(WHAT IS BEING ASKED) All entries below must be given again exactly as they stand.

(SUPPLIED RECORDS)
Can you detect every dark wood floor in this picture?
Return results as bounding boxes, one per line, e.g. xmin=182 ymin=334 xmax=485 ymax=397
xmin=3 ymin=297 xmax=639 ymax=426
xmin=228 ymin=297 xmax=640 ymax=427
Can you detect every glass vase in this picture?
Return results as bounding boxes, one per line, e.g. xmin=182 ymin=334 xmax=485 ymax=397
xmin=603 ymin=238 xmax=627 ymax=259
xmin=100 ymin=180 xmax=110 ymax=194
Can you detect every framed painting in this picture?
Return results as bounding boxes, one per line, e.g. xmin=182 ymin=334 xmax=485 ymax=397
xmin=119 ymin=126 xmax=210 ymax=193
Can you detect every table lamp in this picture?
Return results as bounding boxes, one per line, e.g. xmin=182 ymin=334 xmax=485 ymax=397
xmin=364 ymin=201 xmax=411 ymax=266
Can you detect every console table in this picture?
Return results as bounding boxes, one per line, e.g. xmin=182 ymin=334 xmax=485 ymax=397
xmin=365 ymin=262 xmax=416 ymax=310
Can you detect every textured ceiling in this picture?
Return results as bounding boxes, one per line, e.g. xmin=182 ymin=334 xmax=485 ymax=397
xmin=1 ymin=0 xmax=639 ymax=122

(ANSWER FOR THE TASK)
Can you detect every dark wood floor in this picture?
Return results as bounding boxes, one per line, e.g. xmin=182 ymin=334 xmax=485 ymax=397
xmin=3 ymin=297 xmax=639 ymax=426
xmin=228 ymin=297 xmax=640 ymax=427
Can you detect every glass vase in this picture?
Return results as bounding boxes, one per line, e.g. xmin=182 ymin=334 xmax=485 ymax=397
xmin=603 ymin=238 xmax=627 ymax=259
xmin=100 ymin=180 xmax=110 ymax=194
Can you detect every framed painting in this picture?
Return results as bounding boxes, one per line, e.g. xmin=182 ymin=334 xmax=485 ymax=397
xmin=119 ymin=126 xmax=210 ymax=193
Can you detect every table lamp in this picture?
Return results as bounding boxes, one per line, e.g. xmin=182 ymin=334 xmax=485 ymax=397
xmin=364 ymin=201 xmax=411 ymax=266
Can you detect every console table in this picture?
Return results as bounding boxes, one per line, e.g. xmin=182 ymin=334 xmax=485 ymax=397
xmin=365 ymin=262 xmax=416 ymax=310
Can you detect every textured ceiling in this picture?
Return results as bounding boxes, one per line, e.g. xmin=182 ymin=334 xmax=485 ymax=397
xmin=1 ymin=0 xmax=639 ymax=122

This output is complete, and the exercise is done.